• Excerpted text:
I'm going to assume tip_top is in my class. The only thing that I see on page 19 regarding flow charts is the very last sentence: a flow chart has no ambiguities, since it always uses explicit arrows to direct the flow to the next action.

 

[D H]

The problem I am having trouble with has to do with pseudocode and flowcharts. We were told that indeed any pseudocode can be represented by flowcharts; however, our professor said that due to the rules that he gave us for this class, it is possible to represent a flowchart that cannot be converted into pseudocode.

The Böhm-Jacopini theorem says that any algorithm can be implemented using only three constructs: sequence (a; b; c; ...), selection (if else), and iteration (while).

However, if you restrict how selection and iteration work there are algorithms that can be expressed via flowcharts but cannot be represented using those limited forms of selection and iteration. For example, disallow the use of auxiliary variables and you cannot express a flowchart that has an escape from multiple levels of loops^1[/color].

Aside: Some languages provide a multi-level escape mechanism (e.g., Java), others don't (e.g., C and C++). This lack of a multi-level break in C/C++ is oftentimes one of the few allowed uses of goto.


^1[/color] Kozen and Tseng, The Böhm–Jacopini Theorem is False, Propositionally, in Proceedings of the 9th International Conference, Mathematics of Program Construction 2008
pdf: http://ecommons.library.cornell.edu/bitstream/1813/9478/4/BohmJacopini.pdf

 

[sandy.bridge]

@DH
I took a look at that pdf. I noticed, however, for the example given that blocks 0, 1 and 2 each had 2 inputs and one of our rules for flow charts is that actions and conditions can only have one arrow in.

 

[Joffan]

@DH
I took a look at that pdf. I noticed, however, for the example given that blocks 0, 1 and 2 each had 2 inputs and one of our rules for flow charts is that actions and conditions can only have one arrow in.

If you are strict about the arrow counts, then bullets are not merely decorative; they are essential to gather inputs in such cases.

 

[sandy.bridge]

I'm not strict about arrow counts, but we are to follow the rules we were given in regards to flow chart construction. Having more than one input to actions or conditions violates the rules we were given and therefor does not address what the problem is asking.

 

[Joffan]

What I'm saying is that you can bring such a flowchart back into conformance by adding a bullet above a multiple-input box, putting all inputs to that bullet and sending the bullet output to the box of concern.

 

[sandy.bridge]

I like the way you think!

 

[D H]

@DH
I took a look at that pdf. I noticed, however, for the example given that blocks 0, 1 and 2 each had 2 inputs and one of our rules for flow charts is that actions and conditions can only have one arrow in.

Those are finite state machine transition diagrams, not flow charts. That said, it's fairly easy to convert either a Moore machine diagram or a Mealy machine diagram into a flow chart. You might get lines that cross and cannot be uncrossed -- and that's a sign of trouble for translation to a hobbled pseudocode.

 

[sandy.bridge]

Alright, let's see if I was able to capture that idea with the attached flow chart.

 

[rcgldr]

Alright, let's see if I was able to capture that idea with the attached flow chart.

As mentioned before, those "bullets" or "connectors" are the equivalent of branch target labels in pseudocode.

 

[sandy.bridge]

I don't know, then. I've tried looking online, but have not found anything. I have 2 friends in CompSci that think all flow charts can be represented by pseudo-code. I am just not seeing it.

• Your goal: From the flowchart thread, extract everything from "I'm not strict" down to "problem is asking.", word for word. The rows that follow are separate material, unrelated to the flowchart thread above.

• Given information:
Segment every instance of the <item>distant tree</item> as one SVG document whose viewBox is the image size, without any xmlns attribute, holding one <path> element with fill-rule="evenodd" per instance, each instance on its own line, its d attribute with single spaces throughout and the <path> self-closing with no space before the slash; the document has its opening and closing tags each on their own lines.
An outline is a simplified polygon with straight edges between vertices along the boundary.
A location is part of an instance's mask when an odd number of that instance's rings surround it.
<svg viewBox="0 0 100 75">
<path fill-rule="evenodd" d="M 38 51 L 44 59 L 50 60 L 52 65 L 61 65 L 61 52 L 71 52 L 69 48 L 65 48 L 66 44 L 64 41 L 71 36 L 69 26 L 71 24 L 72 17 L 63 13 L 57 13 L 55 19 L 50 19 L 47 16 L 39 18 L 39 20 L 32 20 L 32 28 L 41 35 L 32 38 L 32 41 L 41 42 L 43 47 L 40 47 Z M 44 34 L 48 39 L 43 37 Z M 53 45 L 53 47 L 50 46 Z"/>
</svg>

• Written response:
I'm not strict about arrow counts, but we are to follow the rules we were given in regards to flow chart construction. Having more than one input to actions or conditions violates the rules we were given and therefor does not address what the problem is asking.